## Tasks to complete
a: Can you retype, word for word, the part of the post below about counting binary substrings that opens with the words containing "In the following" and closes with "for(int j=0;j<m;j++)"?
b: Could you write what comes next in the post below about counting binary substrings of length m, picking up after its last line rather than drawing on the data?

In the following code I am trying to count all the possible binary sub strings of length m within an array of binary numbers, which means there are 2^m possible sub strings that can be found within given binary array.
I have tried accomplishing the task using following approach:
byte [] E = {0,1,0,0,1,1,0,1,0,1,0,1};
int m=3;
int [] c = new int [(int)Math.pow(2,m)];
for(int i=0;i<n;i++)
{
int g=0;
for(int j=0;j<m;j++)
{
g <<= 1;
if(E[i+j]==1)
g++;
}
c[g]++;
}
for(int i=0;i<c.length;i++)
System.out.print("n("+i+")->"+c[i]+" ");
Output:
n(0)->0 n(1)->1 n(2)->3 n(3)->1 n(4)->1 n(5)->3 n(6)->1 n(7)->0
The above approach requires 2^m memory to be allocated to array 'c' which will generate OutOfMemoryError for a large value of m (say m=30).
My questions:
1.Is there any better approach to avoid such error since the value of m might be very large and memory allocation might not be allowed?

## Stored data
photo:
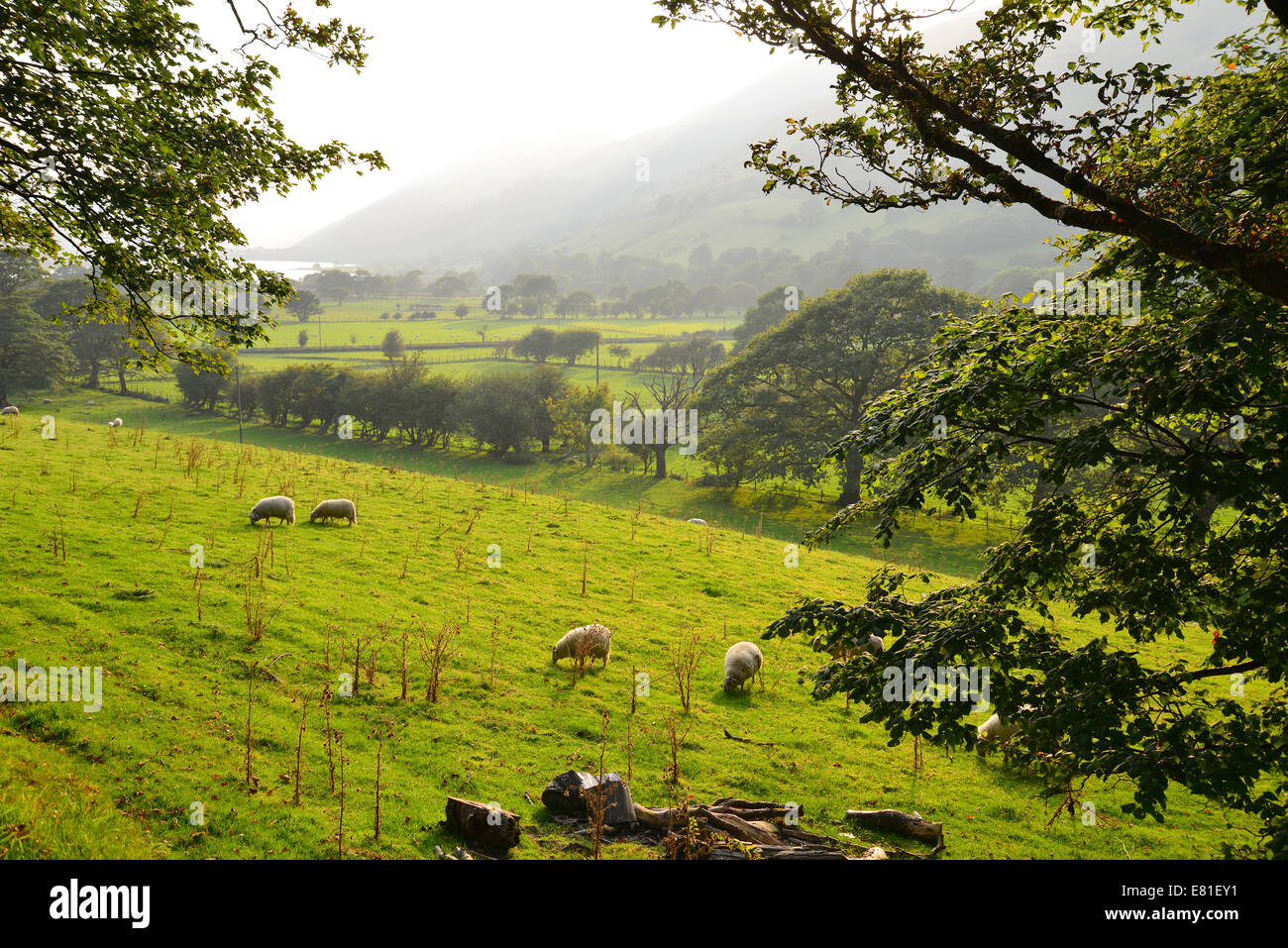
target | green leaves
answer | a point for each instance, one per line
(154, 140)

## Answers to the exercise
a:
In the following code I am trying to count all the possible binary sub strings of length m within an array of binary numbers, which means there are 2^m possible sub strings that can be found within given binary array.
I have tried accomplishing the task using following approach:
byte [] E = {0,1,0,0,1,1,0,1,0,1,0,1};
int m=3;
int [] c = new int [(int)Math.pow(2,m)];
for(int i=0;i<n;i++)
{
int g=0;
for(int j=0;j<m;j++)

b:
2.How can I test accurately, if the memory allocation to the array is possible prior to actual allocation, I have already tried using
if (Runtime.getRuntime().freeMemory() < ((Integer.SIZE/8)* Math.pow(2, m))) throw new Exception("value of m too large");
to check the available memory but it throws exception when m is between 21 and 25 where as the actual allocation takes place (without using above test condition) for m < 25.
Is my approach correct?
You could use a dictionary instead of an array, and allocate the entries lazily. While that has a lot more overhead per entry, you will have far fewer than 2 m entries especially when m
gets big, because there are only n-m+1
substrings of length m
in a string of length n
. So you might have n-m+1
entries (which for even moderate m
is much better than 2 m ), but only if E has a special structure, usually there will be fewer.
It sounds like you're asking a different question from the math posted
If you're trying to get consecutive portions of size 3 (A) from an array of size 6 (B), there are 4 substrings you could possibly get (B - A + 1)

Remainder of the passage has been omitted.